Exercise prompt –
Please return everything from "It says it’s" down to "indoor mask mandate." in the news report on Alberta's easing of COVID-19 measures, copied word for word.

Document excerpt –
----

Faculty members from the University of Alberta School of Public Health, saying it could prolong the pandemic, are voicing strong opposition to what they call the rapid relaxation of COVID-19 health measures in the province.
In an open letter sent to Premier Jason Kenney and top-ranking United Conservative officials, about 25 experts with varied experience in public health, infectious diseases and social epidemiology say the government is using selective data to support its policies.
“We know and agree that restrictions have had deleterious effects on our society. However, this extreme back and forth of on-again, off-again restrictions only serves to prolong the course of this pandemic,” the letter reads.
“We cannot tell what the future will hold, but the history of other pandemics, our immediate experience with Omicron and the fourth wave, and the wealth of evidence should teach us that a cautious, slow easing of restrictions would be the prudent way to proceed.”
Premier Jason Kenney announced earlier this week a phased, but speedy approach to dropping all pandemic health measures. Kenney said the threat of COVID-19 to public health no longer outweighs the damaging impact of restrictions.
Alberta’s vaccine passport is already a thing of the past and masking requirements for children 12 and under, as well as for all students, are to end Monday. Most remaining measures are to be lifted in March should pressure on hospitals continue to ease.
Steve Buick, press secretary to Health Minister Jason Copping, said the letter released Friday gives a “distorted view” by ignoring that other jurisdictions in Canada are taking similar approaches.
“Restrictions take a heavy toll on society, from workers earning modest wages in service businesses to students who have seen their education compromised by the change to online classes. The letter takes an unbalanced view, with almost no acknowledgment of that impact,” said Buick in a statement.
“The letter calls for restrictions to continue but distorts the basis for them. The justification for restrictions is to prevent the health system from being overwhelmed. That has not happened.”
COVID-19 hospitalizations decreased by 20 to 1,566 Thursday with no significant changes to intensive care admissions. The seven-day average positivity rate was about 32 per cent.
The letter says the province’s plan is reckless when waning immunity after two vaccine doses, slow uptake for booster shots and lagging vaccination of children are considered.
It says it’s time to expand vaccine mandates to include third doses, rather than ditch them altogether. The group also expresses concerns that the government is removing the freedom of municipalities, post-secondary institutions and school boards to make their own decisions.
Education Minister Adriana LaGrange told school boards Tuesday that they will not be able to bring in their own mask mandates. Advanced Education Minister Demetrios Nicolaides similarly informed post-secondary schools that he expects them to return to pre-pandemic rules when more measures are expected to be lifted March 1.
That phase would see an end to keeping students in cohorts at schools, capacity limits and the indoor mask mandate.
Letter co-author Dr. Simon Otto, who specializes in epidemiology and infectious diseases, said in an interview that he is concerned government decisions are being driven by politics rather than all available evidence-based data.
“We speak from a position of expertise,” he said. “We’re training the next generation of public health professionals and we train them to think in this way, so we really feel it’s important for the government to hear from us.”
Otto said the government should release the data it is using to guide its decision-making and be more transparent with the public about crafting COVID-19 policies.
“Ignoring the evidence and dismissing the concerns and fears of parents, students and educators is a dangerous and irresponsible overstep by the government,” the letter says.
“Now is absolutely not the time to make these drastic changes.”

----

Dataset –
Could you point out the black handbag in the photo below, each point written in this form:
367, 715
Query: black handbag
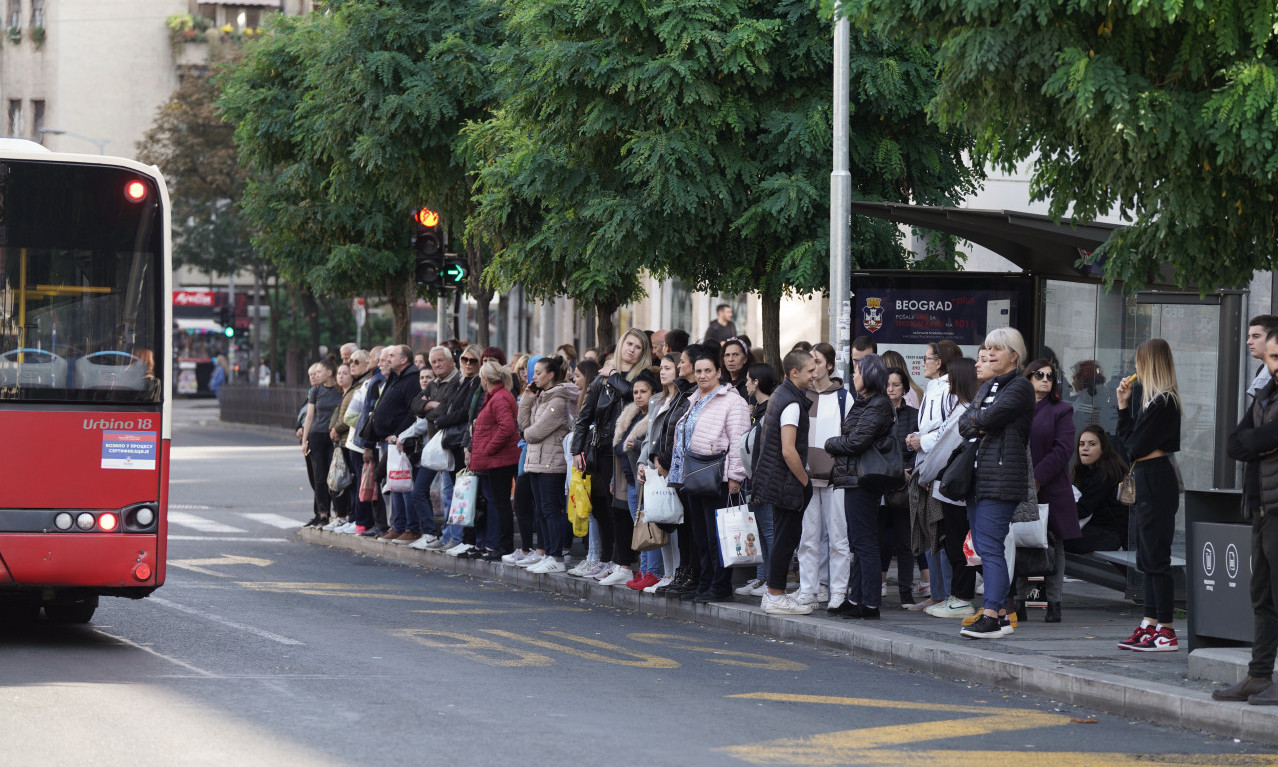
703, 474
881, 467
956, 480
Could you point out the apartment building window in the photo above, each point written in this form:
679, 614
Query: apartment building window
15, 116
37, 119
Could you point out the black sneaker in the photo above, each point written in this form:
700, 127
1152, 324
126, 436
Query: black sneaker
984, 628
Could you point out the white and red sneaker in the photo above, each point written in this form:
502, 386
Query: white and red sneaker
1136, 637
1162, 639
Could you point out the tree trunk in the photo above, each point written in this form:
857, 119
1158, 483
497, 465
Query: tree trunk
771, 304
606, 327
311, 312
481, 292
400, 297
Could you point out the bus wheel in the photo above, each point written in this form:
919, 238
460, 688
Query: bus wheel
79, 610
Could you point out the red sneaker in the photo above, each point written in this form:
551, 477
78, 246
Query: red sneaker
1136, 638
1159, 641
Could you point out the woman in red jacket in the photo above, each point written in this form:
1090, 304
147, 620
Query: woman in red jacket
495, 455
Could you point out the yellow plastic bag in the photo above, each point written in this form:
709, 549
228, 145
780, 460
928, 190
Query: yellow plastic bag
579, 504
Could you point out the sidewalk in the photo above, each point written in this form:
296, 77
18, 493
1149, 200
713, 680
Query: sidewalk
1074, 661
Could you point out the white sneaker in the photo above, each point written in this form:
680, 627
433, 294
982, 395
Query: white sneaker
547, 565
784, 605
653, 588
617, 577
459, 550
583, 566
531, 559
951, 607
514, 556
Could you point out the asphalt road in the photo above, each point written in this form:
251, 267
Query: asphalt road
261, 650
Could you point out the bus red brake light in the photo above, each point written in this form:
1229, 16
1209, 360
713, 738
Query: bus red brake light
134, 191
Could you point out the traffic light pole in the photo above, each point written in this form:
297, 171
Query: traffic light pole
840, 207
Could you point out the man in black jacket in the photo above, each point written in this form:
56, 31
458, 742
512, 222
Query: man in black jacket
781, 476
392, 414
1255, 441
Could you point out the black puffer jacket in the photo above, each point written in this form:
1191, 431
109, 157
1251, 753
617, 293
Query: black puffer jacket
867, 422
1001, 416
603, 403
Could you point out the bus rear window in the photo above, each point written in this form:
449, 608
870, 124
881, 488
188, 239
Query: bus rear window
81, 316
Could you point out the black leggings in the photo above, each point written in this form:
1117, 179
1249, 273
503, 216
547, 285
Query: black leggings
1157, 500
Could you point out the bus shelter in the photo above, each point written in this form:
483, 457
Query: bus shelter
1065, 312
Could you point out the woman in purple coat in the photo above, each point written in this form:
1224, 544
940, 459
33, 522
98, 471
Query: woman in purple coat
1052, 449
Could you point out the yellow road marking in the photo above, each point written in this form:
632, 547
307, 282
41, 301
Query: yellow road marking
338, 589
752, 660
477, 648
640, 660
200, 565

----

Result of the task –
It says it’s time to expand vaccine mandates to include third doses, rather than ditch them altogether. The group also expresses concerns that the government is removing the freedom of municipalities, post-secondary institutions and school boards to make their own decisions.
Education Minister Adriana LaGrange told school boards Tuesday that they will not be able to bring in their own mask mandates. Advanced Education Minister Demetrios Nicolaides similarly informed post-secondary schools that he expects them to return to pre-pandemic rules when more measures are expected to be lifted March 1.
That phase would see an end to keeping students in cohorts at schools, capacity limits and the indoor mask mandate.